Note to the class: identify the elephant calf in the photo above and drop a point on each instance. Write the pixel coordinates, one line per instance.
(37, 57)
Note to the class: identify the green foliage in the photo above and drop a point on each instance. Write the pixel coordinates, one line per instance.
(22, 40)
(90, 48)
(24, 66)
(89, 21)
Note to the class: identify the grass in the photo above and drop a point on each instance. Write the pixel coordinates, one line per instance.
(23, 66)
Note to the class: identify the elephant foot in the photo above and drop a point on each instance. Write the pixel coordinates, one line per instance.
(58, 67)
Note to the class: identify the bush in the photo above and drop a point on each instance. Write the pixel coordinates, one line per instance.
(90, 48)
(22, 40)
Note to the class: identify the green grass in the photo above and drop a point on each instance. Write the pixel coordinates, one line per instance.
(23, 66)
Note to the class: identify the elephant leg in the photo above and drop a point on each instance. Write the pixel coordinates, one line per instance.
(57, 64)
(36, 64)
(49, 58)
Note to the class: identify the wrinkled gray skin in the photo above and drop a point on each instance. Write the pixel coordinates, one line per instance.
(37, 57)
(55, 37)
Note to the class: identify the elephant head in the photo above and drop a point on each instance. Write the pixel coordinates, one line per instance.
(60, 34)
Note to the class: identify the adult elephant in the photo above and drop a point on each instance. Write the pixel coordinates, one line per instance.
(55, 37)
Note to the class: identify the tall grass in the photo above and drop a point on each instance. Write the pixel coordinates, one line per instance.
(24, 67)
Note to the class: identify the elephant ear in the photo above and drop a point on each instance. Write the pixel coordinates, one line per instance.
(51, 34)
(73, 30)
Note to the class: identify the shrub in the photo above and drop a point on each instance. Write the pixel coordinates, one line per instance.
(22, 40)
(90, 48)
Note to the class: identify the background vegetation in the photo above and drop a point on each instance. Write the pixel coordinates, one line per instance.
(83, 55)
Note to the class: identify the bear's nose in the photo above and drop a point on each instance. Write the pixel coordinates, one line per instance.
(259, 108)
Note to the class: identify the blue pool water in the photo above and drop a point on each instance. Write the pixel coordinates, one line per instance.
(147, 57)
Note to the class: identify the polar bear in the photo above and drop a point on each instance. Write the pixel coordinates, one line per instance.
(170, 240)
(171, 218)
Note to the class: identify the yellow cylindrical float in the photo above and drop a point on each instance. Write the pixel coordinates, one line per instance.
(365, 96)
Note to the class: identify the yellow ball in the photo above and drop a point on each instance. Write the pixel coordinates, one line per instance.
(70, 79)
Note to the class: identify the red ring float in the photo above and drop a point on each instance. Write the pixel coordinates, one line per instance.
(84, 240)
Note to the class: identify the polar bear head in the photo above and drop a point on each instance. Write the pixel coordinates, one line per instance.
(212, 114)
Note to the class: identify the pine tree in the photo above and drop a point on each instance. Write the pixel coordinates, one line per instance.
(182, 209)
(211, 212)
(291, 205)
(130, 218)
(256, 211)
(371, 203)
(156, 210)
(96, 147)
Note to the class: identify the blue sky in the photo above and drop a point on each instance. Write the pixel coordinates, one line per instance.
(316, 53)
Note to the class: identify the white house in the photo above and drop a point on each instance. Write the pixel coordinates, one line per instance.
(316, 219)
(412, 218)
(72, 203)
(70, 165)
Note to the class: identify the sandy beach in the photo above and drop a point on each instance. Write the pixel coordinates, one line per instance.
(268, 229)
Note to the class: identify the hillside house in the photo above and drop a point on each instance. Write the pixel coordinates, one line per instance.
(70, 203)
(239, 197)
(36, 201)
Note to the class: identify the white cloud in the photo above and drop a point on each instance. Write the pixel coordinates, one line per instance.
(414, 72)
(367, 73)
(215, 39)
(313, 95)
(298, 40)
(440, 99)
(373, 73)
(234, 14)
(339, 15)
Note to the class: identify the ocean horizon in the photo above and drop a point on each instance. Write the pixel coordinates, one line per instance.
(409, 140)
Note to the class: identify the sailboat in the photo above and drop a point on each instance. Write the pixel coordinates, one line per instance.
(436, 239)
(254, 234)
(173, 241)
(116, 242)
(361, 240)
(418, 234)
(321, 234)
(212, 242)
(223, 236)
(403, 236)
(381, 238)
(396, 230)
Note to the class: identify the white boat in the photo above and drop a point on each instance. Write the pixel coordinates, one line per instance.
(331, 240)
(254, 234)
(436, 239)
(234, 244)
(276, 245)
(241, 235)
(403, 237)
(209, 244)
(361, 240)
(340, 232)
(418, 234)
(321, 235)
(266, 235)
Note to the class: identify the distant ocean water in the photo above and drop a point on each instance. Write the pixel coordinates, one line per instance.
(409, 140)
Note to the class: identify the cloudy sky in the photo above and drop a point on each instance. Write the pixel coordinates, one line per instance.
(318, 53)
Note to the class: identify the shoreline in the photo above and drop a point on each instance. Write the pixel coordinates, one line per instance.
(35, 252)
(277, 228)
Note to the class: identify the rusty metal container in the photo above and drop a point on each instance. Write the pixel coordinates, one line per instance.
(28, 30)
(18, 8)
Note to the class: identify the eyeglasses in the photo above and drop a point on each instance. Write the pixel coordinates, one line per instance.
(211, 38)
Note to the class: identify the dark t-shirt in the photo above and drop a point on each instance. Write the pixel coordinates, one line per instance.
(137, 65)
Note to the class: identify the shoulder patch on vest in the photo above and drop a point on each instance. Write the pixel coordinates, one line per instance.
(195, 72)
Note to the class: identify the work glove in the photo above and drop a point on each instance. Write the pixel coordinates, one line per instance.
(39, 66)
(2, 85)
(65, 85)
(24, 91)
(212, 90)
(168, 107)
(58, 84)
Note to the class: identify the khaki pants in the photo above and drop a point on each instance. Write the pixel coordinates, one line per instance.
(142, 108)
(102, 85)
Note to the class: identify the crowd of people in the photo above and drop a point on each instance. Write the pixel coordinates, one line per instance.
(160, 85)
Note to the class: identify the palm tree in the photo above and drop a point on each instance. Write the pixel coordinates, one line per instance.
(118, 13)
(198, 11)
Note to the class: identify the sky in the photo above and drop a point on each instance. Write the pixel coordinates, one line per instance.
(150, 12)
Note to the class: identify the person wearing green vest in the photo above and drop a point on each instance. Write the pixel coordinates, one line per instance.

The problem: A full, exact repeat of the entries above is required.

Task output:
Note to the class: identify the elephant calf in the photo above and drop a point on each instance. Write the pixel coordinates, one line per instance.
(37, 57)
Note to the class: identify the green foliage in the photo above and drop a point on each instance. Write the pixel coordinates, one line per instance.
(22, 40)
(90, 48)
(24, 66)
(89, 21)
Note to the class: identify the grass in the photo above and drop a point on each instance. Write the pixel coordinates, one line per instance.
(23, 66)
Note to the class: identify the elephant foot in the photo above and drop a point on each instance. Write the pixel coordinates, one line per instance.
(58, 67)
Note to the class: identify the bush in the photo above and drop a point on each instance. Write the pixel coordinates, one line per instance.
(90, 48)
(22, 40)
Note to the class: identify the green grass in the photo above and drop a point on each instance. Write the pixel coordinates, one line per instance.
(23, 66)
Note to the class: identify the elephant leg in the photo above and drop a point on each instance. Write the pixel coordinates, one line per instance.
(57, 64)
(36, 64)
(49, 58)
Note to the class: identify the wrinkled gray skin in the photo above and drop a point on each instance. Write the pixel coordinates, one line per instance.
(37, 57)
(55, 37)
Note to the class: identify the elephant head in the photo above and drop a point on each instance. Write the pixel coordinates, one line per instance.
(60, 34)
Note to the class: identify the adult elephant in the photo above and drop a point on each instance. Write the pixel coordinates, one line per instance.
(55, 37)
Note to the class: identify the tall grass in the photo above and drop a point on each instance. Write the pixel coordinates, one line per instance.
(24, 67)
Note to the class: identify the elephant ear in the photo above and drop a point on each instance. Write the pixel coordinates, one line per instance.
(51, 34)
(73, 30)
Note to the class: identify the shrub in the photo above and drop a point on each instance. Write the pixel coordinates, one line per instance.
(22, 40)
(90, 48)
Note to the class: identify the background vegetation in the photo above and drop a point on each instance. Write the pixel coordinates, one line per instance.
(83, 55)
Note to the class: identify the bear's nose in the photo above and drop a point on each instance. Write the pixel coordinates, one line per instance.
(259, 108)
Note to the class: identify the blue pool water in the photo above and drop a point on each instance. Write the pixel coordinates, one line per instance.
(147, 57)
Note to the class: identify the polar bear in the photo above and drop a point on each instance. Write the pixel coordinates, one line per instance.
(170, 240)
(171, 218)
Note to the class: identify the yellow cylindrical float in the photo above and drop a point on each instance. Write the pixel coordinates, one line per instance.
(365, 96)
Note to the class: identify the yellow ball in the photo above and drop a point on each instance. Write the pixel coordinates, one line per instance.
(70, 79)
Note to the class: identify the red ring float in the photo above and drop a point on each instance. Write the pixel coordinates, one line per instance.
(84, 240)
Note to the class: identify the polar bear head in the photo above and drop a point on each instance. Write the pixel coordinates, one line per instance.
(212, 114)
Note to the class: identify the pine tree in the photo above and drop a point on each instance. Write the pixel coordinates, one line per instance.
(182, 209)
(211, 212)
(291, 205)
(130, 218)
(256, 211)
(371, 203)
(156, 210)
(96, 147)
Note to the class: identify the blue sky in the photo above and drop a point on each instance. Write the pixel coordinates, one line per instance.
(316, 53)
Note to the class: identify the white house in the photo above and drop a point on each instance. Write the pixel coordinates, one line per instance.
(316, 219)
(412, 218)
(72, 203)
(70, 165)
Note to the class: identify the sandy beach in the photo above and drop a point on each instance. Write the pixel coordinates, one line per instance.
(268, 229)
Note to the class: identify the hillside house in the photo above and drop a point on each instance. Write the pixel coordinates, one line per instance.
(70, 203)
(239, 197)
(36, 201)
Note to the class: identify the white cloud in the photo above and drop a point on each instance. Write the pixel coordinates, one line per instance.
(414, 72)
(367, 73)
(215, 39)
(313, 95)
(298, 40)
(440, 99)
(373, 73)
(234, 14)
(339, 15)
Note to the class: identify the ocean horizon in the photo above and drop a point on each instance. Write the pixel coordinates, one line per instance.
(409, 140)
Note to the class: identify the sailboat in the photo above and drop a point on each instance. Write the pixel coordinates, one line per instance.
(436, 239)
(254, 234)
(173, 241)
(116, 242)
(361, 240)
(418, 234)
(321, 234)
(212, 242)
(223, 236)
(403, 236)
(381, 238)
(396, 230)
Note to the class: identify the white boat in the photo above and drop a point on each instance. Write the pixel coordinates, one line per instance.
(331, 240)
(254, 234)
(436, 239)
(234, 244)
(276, 245)
(241, 235)
(403, 237)
(209, 244)
(361, 240)
(340, 232)
(418, 234)
(321, 235)
(266, 235)
Note to the class: identify the distant ocean water in the photo above and drop a point on each instance. Write the pixel coordinates, one line per instance.
(409, 140)
Note to the class: identify the cloudy sky in the photo above and drop a point on each instance. Write the pixel coordinates, one line per instance.
(318, 53)
Note to the class: identify the shoreline in the photo above and drop a point on each instance. Write the pixel coordinates, one line per instance.
(35, 252)
(277, 228)
Note to the class: identify the rusty metal container in the photo above and drop a point on each instance. Write the pixel coordinates, one line per instance.
(28, 30)
(18, 8)
Note to the class: identify the eyeglasses in the photo above and drop a point on each instance. Write the pixel coordinates, one line per instance.
(211, 38)
Note to the class: identify the dark t-shirt in the photo above and drop a point on each instance. Write the pixel coordinates, one line per instance.
(137, 65)
Note to the class: identify the shoulder patch on vest in the photo above and drop a point on each instance. Write the pixel coordinates, one line per instance.
(195, 72)
Note to the class: identify the work glove in the photo above and drop a point on each instance. Write the pixel coordinates, one line per instance.
(39, 66)
(2, 85)
(65, 85)
(24, 91)
(212, 90)
(168, 107)
(58, 84)
Note to the class: identify the khaki pants in the photo above and drop a point on each instance. Write the pixel coordinates, one line per instance.
(142, 108)
(102, 85)
Note to the class: identify the crowd of people in the photo above and drop a point on each instance. Write the pixel coordinates, one line per instance.
(160, 85)
Note to the class: identify the palm tree in the photo above and drop a point on each instance. Write the pixel coordinates, one line per instance.
(118, 13)
(198, 11)
Note to the class: identify the sky in the photo above and drop a point on each instance. Write the pixel coordinates, one line per instance.
(150, 12)
Note to the class: identify the person wearing green vest in the photo above and drop a point on each instance. Write the pixel coordinates, one line per instance.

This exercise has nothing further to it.